=== GIVEN PROBLEM ===
Quote every line as given.

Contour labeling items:
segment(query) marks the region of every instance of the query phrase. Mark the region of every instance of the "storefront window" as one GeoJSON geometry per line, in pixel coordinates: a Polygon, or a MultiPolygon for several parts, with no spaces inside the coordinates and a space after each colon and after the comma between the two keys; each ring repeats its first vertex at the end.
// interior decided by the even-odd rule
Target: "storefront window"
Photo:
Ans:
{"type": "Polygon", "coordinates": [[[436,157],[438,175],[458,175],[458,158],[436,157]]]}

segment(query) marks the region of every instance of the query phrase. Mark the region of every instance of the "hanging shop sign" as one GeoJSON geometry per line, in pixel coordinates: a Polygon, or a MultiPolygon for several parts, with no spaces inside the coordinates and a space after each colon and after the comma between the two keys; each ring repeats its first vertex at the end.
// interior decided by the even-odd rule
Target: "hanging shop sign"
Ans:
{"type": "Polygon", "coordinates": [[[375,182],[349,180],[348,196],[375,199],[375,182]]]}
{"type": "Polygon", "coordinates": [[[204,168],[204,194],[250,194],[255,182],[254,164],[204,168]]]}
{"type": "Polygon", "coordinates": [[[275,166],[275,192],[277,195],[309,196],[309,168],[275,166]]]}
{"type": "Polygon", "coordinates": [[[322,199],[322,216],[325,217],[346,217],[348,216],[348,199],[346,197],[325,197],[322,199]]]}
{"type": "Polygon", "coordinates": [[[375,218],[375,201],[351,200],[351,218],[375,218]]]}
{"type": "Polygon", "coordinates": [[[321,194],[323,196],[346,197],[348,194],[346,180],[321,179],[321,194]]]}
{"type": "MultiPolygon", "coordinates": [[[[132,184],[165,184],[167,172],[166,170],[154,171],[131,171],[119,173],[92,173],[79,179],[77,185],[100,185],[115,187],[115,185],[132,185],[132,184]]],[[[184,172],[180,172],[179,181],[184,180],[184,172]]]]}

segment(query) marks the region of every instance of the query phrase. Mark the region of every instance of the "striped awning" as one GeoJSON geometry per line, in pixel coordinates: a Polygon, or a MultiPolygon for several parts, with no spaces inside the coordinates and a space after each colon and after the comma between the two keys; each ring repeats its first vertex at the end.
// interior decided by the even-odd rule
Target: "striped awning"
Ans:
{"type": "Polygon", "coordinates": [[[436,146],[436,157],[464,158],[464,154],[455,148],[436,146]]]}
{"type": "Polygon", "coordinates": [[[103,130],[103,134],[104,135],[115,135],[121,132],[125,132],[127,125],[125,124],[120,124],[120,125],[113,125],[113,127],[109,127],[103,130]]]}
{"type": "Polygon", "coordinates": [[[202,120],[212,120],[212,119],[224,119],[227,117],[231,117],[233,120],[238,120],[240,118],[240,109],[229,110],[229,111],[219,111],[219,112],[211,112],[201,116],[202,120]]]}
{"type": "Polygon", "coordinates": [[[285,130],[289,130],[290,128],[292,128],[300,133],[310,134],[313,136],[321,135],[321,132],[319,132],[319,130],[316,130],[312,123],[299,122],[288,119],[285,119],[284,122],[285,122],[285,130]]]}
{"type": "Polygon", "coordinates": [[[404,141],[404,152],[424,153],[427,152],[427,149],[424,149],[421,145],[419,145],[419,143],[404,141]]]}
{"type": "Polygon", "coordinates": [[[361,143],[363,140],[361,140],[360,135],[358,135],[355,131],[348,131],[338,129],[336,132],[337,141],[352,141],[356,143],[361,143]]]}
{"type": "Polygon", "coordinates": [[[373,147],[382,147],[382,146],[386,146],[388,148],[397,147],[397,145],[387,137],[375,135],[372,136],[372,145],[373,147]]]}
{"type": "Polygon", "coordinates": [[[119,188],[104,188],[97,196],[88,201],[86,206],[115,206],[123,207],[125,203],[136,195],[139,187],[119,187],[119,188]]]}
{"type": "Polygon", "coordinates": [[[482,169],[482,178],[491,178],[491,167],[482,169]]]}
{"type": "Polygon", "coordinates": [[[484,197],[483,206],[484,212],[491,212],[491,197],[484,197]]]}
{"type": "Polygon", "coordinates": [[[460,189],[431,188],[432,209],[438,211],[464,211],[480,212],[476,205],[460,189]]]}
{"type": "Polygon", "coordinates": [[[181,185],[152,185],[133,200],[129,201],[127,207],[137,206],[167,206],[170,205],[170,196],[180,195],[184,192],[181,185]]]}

=== SOLUTION ===
segment(query) marks the region of every instance of the query phrase. Mark the region of every instance of the "storefront window" as one GeoJSON geometry per line, in pixel coordinates: a Polygon, or a MultiPolygon for several parts, with no spaces inside the coordinates and a space after each colon and after the comma between the two keys; each ring repeats its first vertex at the end.
// interior decided by the even-odd rule
Target: "storefront window"
Photo:
Ans:
{"type": "Polygon", "coordinates": [[[436,157],[438,175],[458,175],[458,158],[436,157]]]}

segment(query) marks the region of every instance of the query phrase. Mark the region of every instance of the "hanging shop sign" as one GeoJSON geometry per line, in pixel coordinates: a Polygon, or a MultiPolygon for several parts, with no spaces inside the coordinates and a space after each colon and after the comma between the two keys; each ring repeats its first vertex at the end.
// interior decided by the even-odd rule
Target: "hanging shop sign"
Ans:
{"type": "Polygon", "coordinates": [[[375,182],[349,180],[348,196],[375,199],[375,182]]]}
{"type": "Polygon", "coordinates": [[[204,168],[204,194],[250,194],[255,182],[254,164],[204,168]]]}
{"type": "Polygon", "coordinates": [[[275,166],[275,192],[277,195],[309,196],[309,168],[275,166]]]}
{"type": "Polygon", "coordinates": [[[322,199],[322,216],[325,217],[346,217],[348,216],[348,199],[346,197],[325,197],[322,199]]]}
{"type": "Polygon", "coordinates": [[[375,218],[375,201],[351,200],[351,218],[375,218]]]}
{"type": "Polygon", "coordinates": [[[321,194],[323,196],[346,197],[348,194],[346,180],[321,179],[321,194]]]}
{"type": "MultiPolygon", "coordinates": [[[[132,184],[165,184],[167,172],[166,170],[154,171],[131,171],[119,173],[92,173],[79,179],[77,185],[100,185],[115,187],[115,185],[132,185],[132,184]]],[[[184,172],[180,172],[179,181],[184,180],[184,172]]]]}

segment(query) marks the region of every instance of the query phrase. Mark the region of every instance of the "striped awning" as one GeoJSON geometry per line, in pixel coordinates: a Polygon, or a MultiPolygon for several parts, with no spaces inside the coordinates and a space after each colon and after the comma between the two keys; each ring repeats its first vertex at the end.
// interior decided by the even-odd rule
Target: "striped awning"
Ans:
{"type": "Polygon", "coordinates": [[[436,146],[436,157],[464,158],[464,154],[455,148],[436,146]]]}
{"type": "Polygon", "coordinates": [[[103,130],[103,134],[104,135],[115,135],[121,132],[125,132],[127,125],[125,124],[120,124],[120,125],[113,125],[113,127],[109,127],[103,130]]]}
{"type": "Polygon", "coordinates": [[[202,120],[212,120],[212,119],[224,119],[227,117],[231,117],[233,120],[238,120],[240,118],[240,109],[229,110],[229,111],[219,111],[219,112],[211,112],[201,116],[202,120]]]}
{"type": "Polygon", "coordinates": [[[285,130],[289,130],[290,128],[292,128],[300,133],[310,134],[313,136],[321,135],[321,132],[319,132],[319,130],[316,130],[312,123],[299,122],[288,119],[285,119],[284,122],[285,122],[285,130]]]}
{"type": "Polygon", "coordinates": [[[404,141],[404,152],[424,153],[427,152],[427,149],[424,149],[421,145],[419,145],[419,143],[404,141]]]}
{"type": "Polygon", "coordinates": [[[361,143],[363,140],[361,140],[360,135],[358,135],[355,131],[348,131],[338,129],[336,132],[337,141],[352,141],[356,143],[361,143]]]}
{"type": "Polygon", "coordinates": [[[373,147],[382,147],[382,146],[386,146],[388,148],[397,147],[397,145],[387,137],[375,135],[372,136],[372,145],[373,147]]]}
{"type": "Polygon", "coordinates": [[[119,188],[104,188],[97,196],[88,201],[86,206],[115,206],[123,207],[125,203],[136,195],[139,187],[119,187],[119,188]]]}
{"type": "Polygon", "coordinates": [[[482,169],[482,178],[491,178],[491,167],[482,169]]]}
{"type": "Polygon", "coordinates": [[[484,197],[483,206],[484,212],[491,212],[491,197],[484,197]]]}
{"type": "Polygon", "coordinates": [[[460,189],[431,188],[432,209],[438,211],[464,211],[480,212],[476,205],[460,189]]]}
{"type": "Polygon", "coordinates": [[[181,185],[152,185],[133,200],[129,201],[127,207],[137,206],[167,206],[170,205],[170,196],[180,195],[184,192],[181,185]]]}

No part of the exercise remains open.